*** ENTRIES
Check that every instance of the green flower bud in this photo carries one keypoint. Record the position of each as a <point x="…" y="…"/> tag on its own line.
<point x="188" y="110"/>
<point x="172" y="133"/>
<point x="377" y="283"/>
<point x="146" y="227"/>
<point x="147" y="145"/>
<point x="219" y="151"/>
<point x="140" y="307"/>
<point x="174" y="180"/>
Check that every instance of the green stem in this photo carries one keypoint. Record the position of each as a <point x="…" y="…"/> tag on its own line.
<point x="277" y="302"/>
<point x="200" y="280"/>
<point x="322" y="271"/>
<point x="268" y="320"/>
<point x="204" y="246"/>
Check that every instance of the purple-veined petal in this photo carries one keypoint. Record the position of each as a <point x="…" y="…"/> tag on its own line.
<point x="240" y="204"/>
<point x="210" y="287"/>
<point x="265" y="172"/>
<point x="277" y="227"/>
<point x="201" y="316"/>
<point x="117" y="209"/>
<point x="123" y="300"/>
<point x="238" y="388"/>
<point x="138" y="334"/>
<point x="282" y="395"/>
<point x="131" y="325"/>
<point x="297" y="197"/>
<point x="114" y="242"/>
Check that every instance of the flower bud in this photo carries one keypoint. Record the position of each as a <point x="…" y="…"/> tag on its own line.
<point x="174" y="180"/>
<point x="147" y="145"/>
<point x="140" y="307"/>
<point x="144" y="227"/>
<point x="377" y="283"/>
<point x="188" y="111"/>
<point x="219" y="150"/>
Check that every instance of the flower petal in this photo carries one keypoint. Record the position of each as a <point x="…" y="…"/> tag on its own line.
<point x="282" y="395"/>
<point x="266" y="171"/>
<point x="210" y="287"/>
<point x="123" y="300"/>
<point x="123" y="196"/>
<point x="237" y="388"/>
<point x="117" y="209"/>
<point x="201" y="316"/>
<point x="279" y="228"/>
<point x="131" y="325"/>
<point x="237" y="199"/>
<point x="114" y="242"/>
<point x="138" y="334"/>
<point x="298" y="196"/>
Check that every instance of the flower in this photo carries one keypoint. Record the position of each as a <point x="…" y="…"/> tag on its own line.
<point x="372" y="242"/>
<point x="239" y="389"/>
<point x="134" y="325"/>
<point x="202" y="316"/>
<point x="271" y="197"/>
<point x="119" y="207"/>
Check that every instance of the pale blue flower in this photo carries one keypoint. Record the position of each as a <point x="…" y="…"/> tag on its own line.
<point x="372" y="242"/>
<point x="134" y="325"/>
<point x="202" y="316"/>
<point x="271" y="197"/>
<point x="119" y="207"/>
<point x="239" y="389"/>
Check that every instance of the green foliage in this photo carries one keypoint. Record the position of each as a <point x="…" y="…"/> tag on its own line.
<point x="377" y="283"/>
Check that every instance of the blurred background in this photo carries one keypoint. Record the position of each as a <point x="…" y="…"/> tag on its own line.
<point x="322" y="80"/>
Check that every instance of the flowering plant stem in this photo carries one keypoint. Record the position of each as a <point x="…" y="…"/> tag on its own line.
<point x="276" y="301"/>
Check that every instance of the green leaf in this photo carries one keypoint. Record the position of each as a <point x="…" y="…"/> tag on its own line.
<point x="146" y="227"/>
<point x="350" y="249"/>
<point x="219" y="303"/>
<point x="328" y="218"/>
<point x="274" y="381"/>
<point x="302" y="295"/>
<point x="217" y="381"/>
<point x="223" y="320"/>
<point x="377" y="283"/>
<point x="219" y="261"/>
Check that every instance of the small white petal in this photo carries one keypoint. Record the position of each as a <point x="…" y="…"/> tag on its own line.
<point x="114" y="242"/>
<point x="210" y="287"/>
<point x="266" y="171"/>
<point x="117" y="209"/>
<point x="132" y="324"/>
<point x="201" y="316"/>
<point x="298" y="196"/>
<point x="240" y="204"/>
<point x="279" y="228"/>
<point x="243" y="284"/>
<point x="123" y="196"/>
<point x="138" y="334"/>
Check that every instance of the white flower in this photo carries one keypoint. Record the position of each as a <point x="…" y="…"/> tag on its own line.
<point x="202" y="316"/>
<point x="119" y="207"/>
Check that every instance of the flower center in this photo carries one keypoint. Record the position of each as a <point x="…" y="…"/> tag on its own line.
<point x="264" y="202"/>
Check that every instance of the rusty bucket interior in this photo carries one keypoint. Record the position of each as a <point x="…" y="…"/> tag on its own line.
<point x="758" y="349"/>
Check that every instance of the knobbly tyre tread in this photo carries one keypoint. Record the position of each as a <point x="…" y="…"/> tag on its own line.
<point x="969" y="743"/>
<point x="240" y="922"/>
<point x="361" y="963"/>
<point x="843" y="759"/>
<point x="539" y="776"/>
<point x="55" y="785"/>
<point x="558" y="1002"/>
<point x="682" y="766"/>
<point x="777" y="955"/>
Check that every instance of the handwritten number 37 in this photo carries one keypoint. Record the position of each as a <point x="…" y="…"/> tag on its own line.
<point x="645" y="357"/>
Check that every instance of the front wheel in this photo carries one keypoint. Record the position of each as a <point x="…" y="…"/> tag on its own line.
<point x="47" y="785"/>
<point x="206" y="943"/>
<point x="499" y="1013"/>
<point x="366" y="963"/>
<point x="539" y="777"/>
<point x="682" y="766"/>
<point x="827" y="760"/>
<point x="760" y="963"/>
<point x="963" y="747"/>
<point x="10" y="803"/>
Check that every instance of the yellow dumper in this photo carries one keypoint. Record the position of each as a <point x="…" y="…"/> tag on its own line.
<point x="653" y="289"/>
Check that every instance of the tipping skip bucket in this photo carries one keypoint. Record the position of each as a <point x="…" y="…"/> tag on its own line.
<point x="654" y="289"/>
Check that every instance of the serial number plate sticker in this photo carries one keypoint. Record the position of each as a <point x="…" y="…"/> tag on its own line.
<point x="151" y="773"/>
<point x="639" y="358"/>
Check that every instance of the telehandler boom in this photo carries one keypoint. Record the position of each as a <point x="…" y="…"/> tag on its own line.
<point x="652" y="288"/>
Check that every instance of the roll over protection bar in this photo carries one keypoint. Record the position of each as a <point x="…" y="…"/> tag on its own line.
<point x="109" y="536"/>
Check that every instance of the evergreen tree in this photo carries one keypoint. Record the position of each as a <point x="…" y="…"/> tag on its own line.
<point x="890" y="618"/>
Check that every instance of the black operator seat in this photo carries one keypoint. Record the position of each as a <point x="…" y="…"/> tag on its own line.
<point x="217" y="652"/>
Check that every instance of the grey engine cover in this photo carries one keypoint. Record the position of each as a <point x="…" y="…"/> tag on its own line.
******
**SHORT PROBLEM**
Please convert these lines into a JSON list of strings, with one string per line and no blank lines.

**RESULT BELOW**
[
  "Check that every instance of the green flower bud in this photo carries one keypoint. Record the position of each as a <point x=\"…\" y=\"…\"/> tag on its own line.",
  "<point x=\"188\" y=\"110\"/>",
  "<point x=\"172\" y=\"133\"/>",
  "<point x=\"377\" y=\"283\"/>",
  "<point x=\"146\" y=\"227\"/>",
  "<point x=\"147\" y=\"145\"/>",
  "<point x=\"219\" y=\"151\"/>",
  "<point x=\"140\" y=\"307\"/>",
  "<point x=\"174\" y=\"180\"/>",
  "Check that every instance of the green stem in this photo carries one keypoint. Record the position of each as a <point x=\"…\" y=\"…\"/> tag on its own line.",
  "<point x=\"277\" y=\"302\"/>",
  "<point x=\"200\" y=\"280\"/>",
  "<point x=\"322\" y=\"271\"/>",
  "<point x=\"268\" y=\"320\"/>",
  "<point x=\"204\" y=\"246\"/>",
  "Check that every instance of the purple-veined petal in this photo carries one keypoint. Record the position of each as a <point x=\"…\" y=\"…\"/> tag on its own line.",
  "<point x=\"240\" y=\"204\"/>",
  "<point x=\"210\" y=\"287\"/>",
  "<point x=\"265\" y=\"172\"/>",
  "<point x=\"277\" y=\"227\"/>",
  "<point x=\"201\" y=\"316\"/>",
  "<point x=\"117\" y=\"209\"/>",
  "<point x=\"123\" y=\"300\"/>",
  "<point x=\"238\" y=\"388\"/>",
  "<point x=\"138\" y=\"334\"/>",
  "<point x=\"282\" y=\"395\"/>",
  "<point x=\"131\" y=\"325\"/>",
  "<point x=\"297\" y=\"197\"/>",
  "<point x=\"114\" y=\"242\"/>",
  "Check that every instance of the flower bud in this photo carries one keypoint. Record the position of each as a <point x=\"…\" y=\"…\"/> tag on its own line.",
  "<point x=\"174\" y=\"180\"/>",
  "<point x=\"147\" y=\"145\"/>",
  "<point x=\"140\" y=\"307\"/>",
  "<point x=\"144\" y=\"227\"/>",
  "<point x=\"377\" y=\"283\"/>",
  "<point x=\"188\" y=\"111\"/>",
  "<point x=\"219\" y=\"150\"/>",
  "Check that every instance of the flower petal in this photo carries one keypoint. Record the position of each as a <point x=\"…\" y=\"…\"/> tag on its own line.",
  "<point x=\"282\" y=\"395\"/>",
  "<point x=\"266\" y=\"171\"/>",
  "<point x=\"210\" y=\"287\"/>",
  "<point x=\"123\" y=\"300\"/>",
  "<point x=\"123\" y=\"196\"/>",
  "<point x=\"237\" y=\"388\"/>",
  "<point x=\"117\" y=\"209\"/>",
  "<point x=\"201\" y=\"316\"/>",
  "<point x=\"279\" y=\"228\"/>",
  "<point x=\"131\" y=\"325\"/>",
  "<point x=\"237\" y=\"199\"/>",
  "<point x=\"114\" y=\"242\"/>",
  "<point x=\"138\" y=\"334\"/>",
  "<point x=\"298\" y=\"196\"/>",
  "Check that every instance of the flower in this photo carries one keypoint. Record the position of each as a <point x=\"…\" y=\"…\"/> tag on its own line.",
  "<point x=\"372\" y=\"242\"/>",
  "<point x=\"239\" y=\"389\"/>",
  "<point x=\"134\" y=\"325\"/>",
  "<point x=\"202\" y=\"316\"/>",
  "<point x=\"271\" y=\"197\"/>",
  "<point x=\"119\" y=\"207\"/>",
  "Check that every instance of the pale blue flower in this photo carries one keypoint. Record the position of each as a <point x=\"…\" y=\"…\"/> tag on its own line.",
  "<point x=\"372\" y=\"242\"/>",
  "<point x=\"134\" y=\"325\"/>",
  "<point x=\"202\" y=\"316\"/>",
  "<point x=\"271\" y=\"197\"/>",
  "<point x=\"119\" y=\"207\"/>",
  "<point x=\"239\" y=\"389\"/>",
  "Check that every instance of the green foliage in this photo carries one keypoint. Record the position of each as a <point x=\"…\" y=\"…\"/> tag on its own line.",
  "<point x=\"377\" y=\"283\"/>",
  "Check that every instance of the blurred background in this photo carries one keypoint. Record the position of each as a <point x=\"…\" y=\"…\"/> tag on its own line.",
  "<point x=\"322\" y=\"80\"/>",
  "Check that every instance of the flowering plant stem in this photo carries one keypoint. Record the position of each as a <point x=\"…\" y=\"…\"/> tag on its own line.",
  "<point x=\"276\" y=\"301\"/>",
  "Check that every instance of the green leaf in this photo carries one keypoint. Record the position of each as a <point x=\"…\" y=\"…\"/> tag on its own line.",
  "<point x=\"146\" y=\"227\"/>",
  "<point x=\"350\" y=\"249\"/>",
  "<point x=\"219\" y=\"303\"/>",
  "<point x=\"328\" y=\"218\"/>",
  "<point x=\"274\" y=\"381\"/>",
  "<point x=\"302\" y=\"295\"/>",
  "<point x=\"217\" y=\"381\"/>",
  "<point x=\"223\" y=\"320\"/>",
  "<point x=\"377\" y=\"283\"/>",
  "<point x=\"219\" y=\"261\"/>",
  "Check that every instance of the small white petal in this photo carries one keypoint. Record the position of each as a <point x=\"…\" y=\"…\"/> tag on its own line.",
  "<point x=\"114\" y=\"242\"/>",
  "<point x=\"210\" y=\"287\"/>",
  "<point x=\"266\" y=\"171\"/>",
  "<point x=\"117\" y=\"209\"/>",
  "<point x=\"132\" y=\"324\"/>",
  "<point x=\"201\" y=\"316\"/>",
  "<point x=\"298\" y=\"196\"/>",
  "<point x=\"240\" y=\"204\"/>",
  "<point x=\"279\" y=\"228\"/>",
  "<point x=\"243\" y=\"284\"/>",
  "<point x=\"123\" y=\"196\"/>",
  "<point x=\"138\" y=\"334\"/>",
  "Check that every instance of the white flower in this photo carries one keypoint. Record the position of each as a <point x=\"…\" y=\"…\"/> tag on its own line.",
  "<point x=\"202\" y=\"316\"/>",
  "<point x=\"119\" y=\"207\"/>",
  "Check that every instance of the flower center in this photo carries one keypoint. Record the position of each as a <point x=\"…\" y=\"…\"/> tag on its own line.",
  "<point x=\"264\" y=\"202\"/>",
  "Check that every instance of the rusty bucket interior in this photo carries one keypoint. Record the position of each as a <point x=\"…\" y=\"…\"/> tag on its own line.",
  "<point x=\"758\" y=\"349\"/>",
  "Check that every instance of the knobbly tyre tread in this photo carries one keypoint. Record the position of each as a <point x=\"…\" y=\"…\"/> tag on its own line.",
  "<point x=\"969\" y=\"743\"/>",
  "<point x=\"240\" y=\"922\"/>",
  "<point x=\"361\" y=\"963\"/>",
  "<point x=\"843\" y=\"759\"/>",
  "<point x=\"539\" y=\"776\"/>",
  "<point x=\"55\" y=\"785\"/>",
  "<point x=\"558\" y=\"1002\"/>",
  "<point x=\"682\" y=\"766\"/>",
  "<point x=\"777\" y=\"955\"/>",
  "Check that every instance of the handwritten number 37 in this photo carries one keypoint. Record the position of each as a <point x=\"…\" y=\"…\"/> tag on its own line.",
  "<point x=\"645\" y=\"357\"/>",
  "Check that every instance of the front wheel in this photo carries one keypoint. Record the position of each as a <point x=\"…\" y=\"…\"/> tag on its own line.",
  "<point x=\"47\" y=\"785\"/>",
  "<point x=\"206\" y=\"943\"/>",
  "<point x=\"499\" y=\"1013\"/>",
  "<point x=\"366\" y=\"963\"/>",
  "<point x=\"539\" y=\"777\"/>",
  "<point x=\"682\" y=\"766\"/>",
  "<point x=\"827\" y=\"760\"/>",
  "<point x=\"760\" y=\"963\"/>",
  "<point x=\"963\" y=\"747\"/>",
  "<point x=\"10\" y=\"803\"/>",
  "Check that every instance of the yellow dumper in this photo carries one keypoint. Record the position of each as a <point x=\"…\" y=\"…\"/> tag on its own line.",
  "<point x=\"653\" y=\"289\"/>",
  "Check that every instance of the tipping skip bucket in this photo carries one keypoint. Record the position of each as a <point x=\"…\" y=\"…\"/> tag on its own line.",
  "<point x=\"654\" y=\"289\"/>",
  "Check that every instance of the serial number plate sticker in this photo carries one keypoint. Record the position of each as a <point x=\"…\" y=\"…\"/> tag on its own line.",
  "<point x=\"151\" y=\"773\"/>",
  "<point x=\"639\" y=\"358\"/>",
  "Check that every instance of the telehandler boom in this photo carries one keypoint. Record the position of each as a <point x=\"…\" y=\"…\"/> tag on its own line.",
  "<point x=\"652\" y=\"288\"/>",
  "Check that every instance of the roll over protection bar in this photo carries one keypoint. Record the position of each as a <point x=\"…\" y=\"…\"/> tag on its own line.",
  "<point x=\"109\" y=\"536\"/>",
  "Check that every instance of the evergreen tree in this photo carries one keypoint. Record the position of each as a <point x=\"…\" y=\"…\"/> tag on its own line.",
  "<point x=\"890\" y=\"618\"/>",
  "Check that every instance of the black operator seat in this photo carries one keypoint. Record the position of each as a <point x=\"…\" y=\"…\"/> tag on its own line.",
  "<point x=\"217\" y=\"652\"/>",
  "Check that every instance of the grey engine cover in this photo carries one keypoint. Record the position of each as a <point x=\"…\" y=\"…\"/> tag on its own line."
]